### Assigned task:
Set out the lines of the listing below as a numbered list, skipping any blank lines.

======== Information provided

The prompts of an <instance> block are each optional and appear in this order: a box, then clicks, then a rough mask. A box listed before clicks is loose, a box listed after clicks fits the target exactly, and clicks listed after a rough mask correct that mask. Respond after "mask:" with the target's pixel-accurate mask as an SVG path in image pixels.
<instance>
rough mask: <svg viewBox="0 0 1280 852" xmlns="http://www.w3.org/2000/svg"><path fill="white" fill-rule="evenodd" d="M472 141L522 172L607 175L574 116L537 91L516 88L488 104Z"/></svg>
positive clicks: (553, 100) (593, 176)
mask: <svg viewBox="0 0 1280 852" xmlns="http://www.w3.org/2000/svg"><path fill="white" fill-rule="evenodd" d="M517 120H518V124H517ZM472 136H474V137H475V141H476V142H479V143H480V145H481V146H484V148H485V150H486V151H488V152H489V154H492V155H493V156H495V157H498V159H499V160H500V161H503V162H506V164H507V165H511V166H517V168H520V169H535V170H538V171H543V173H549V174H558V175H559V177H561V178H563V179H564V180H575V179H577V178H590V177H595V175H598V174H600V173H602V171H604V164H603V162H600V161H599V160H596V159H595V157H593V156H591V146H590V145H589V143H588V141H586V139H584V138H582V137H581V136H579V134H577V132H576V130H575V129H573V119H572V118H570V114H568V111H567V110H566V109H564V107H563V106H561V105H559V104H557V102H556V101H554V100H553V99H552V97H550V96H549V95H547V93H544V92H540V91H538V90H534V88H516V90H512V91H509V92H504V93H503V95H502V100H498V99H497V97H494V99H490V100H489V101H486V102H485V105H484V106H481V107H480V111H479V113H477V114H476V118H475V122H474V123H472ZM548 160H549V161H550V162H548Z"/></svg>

================

### Exercise solution:
1. The prompts of an <instance> block are each optional and appear in this order: a box, then clicks, then a rough mask. A box listed before clicks is loose, a box listed after clicks fits the target exactly, and clicks listed after a rough mask correct that mask. Respond after "mask:" with the target's pixel-accurate mask as an SVG path in image pixels.
2. <instance>
3. rough mask: <svg viewBox="0 0 1280 852" xmlns="http://www.w3.org/2000/svg"><path fill="white" fill-rule="evenodd" d="M472 141L522 172L607 175L574 116L537 91L516 88L488 104Z"/></svg>
4. positive clicks: (553, 100) (593, 176)
5. mask: <svg viewBox="0 0 1280 852" xmlns="http://www.w3.org/2000/svg"><path fill="white" fill-rule="evenodd" d="M517 120H518V124H517ZM472 136H474V137H475V141H476V142H479V143H480V145H481V146H484V148H485V150H486V151H488V152H489V154H492V155H493V156H495V157H498V159H499V160H500V161H503V162H506V164H507V165H511V166H517V168H520V169H535V170H538V171H543V173H549V174H558V175H559V177H561V178H563V179H564V180H575V179H577V178H590V177H595V175H598V174H600V173H602V171H604V164H603V162H600V161H599V160H596V159H595V157H593V156H591V146H590V145H589V143H588V141H586V139H584V138H582V137H581V136H579V134H577V132H576V130H575V129H573V119H572V118H570V114H568V111H567V110H566V109H564V107H563V106H561V105H559V104H557V102H556V101H554V100H553V99H552V97H550V96H549V95H547V93H544V92H540V91H538V90H534V88H516V90H512V91H509V92H504V93H503V95H502V100H498V99H497V97H494V99H490V100H489V101H486V102H485V105H484V106H481V107H480V111H479V113H477V114H476V118H475V122H474V123H472ZM548 160H549V161H550V162H548Z"/></svg>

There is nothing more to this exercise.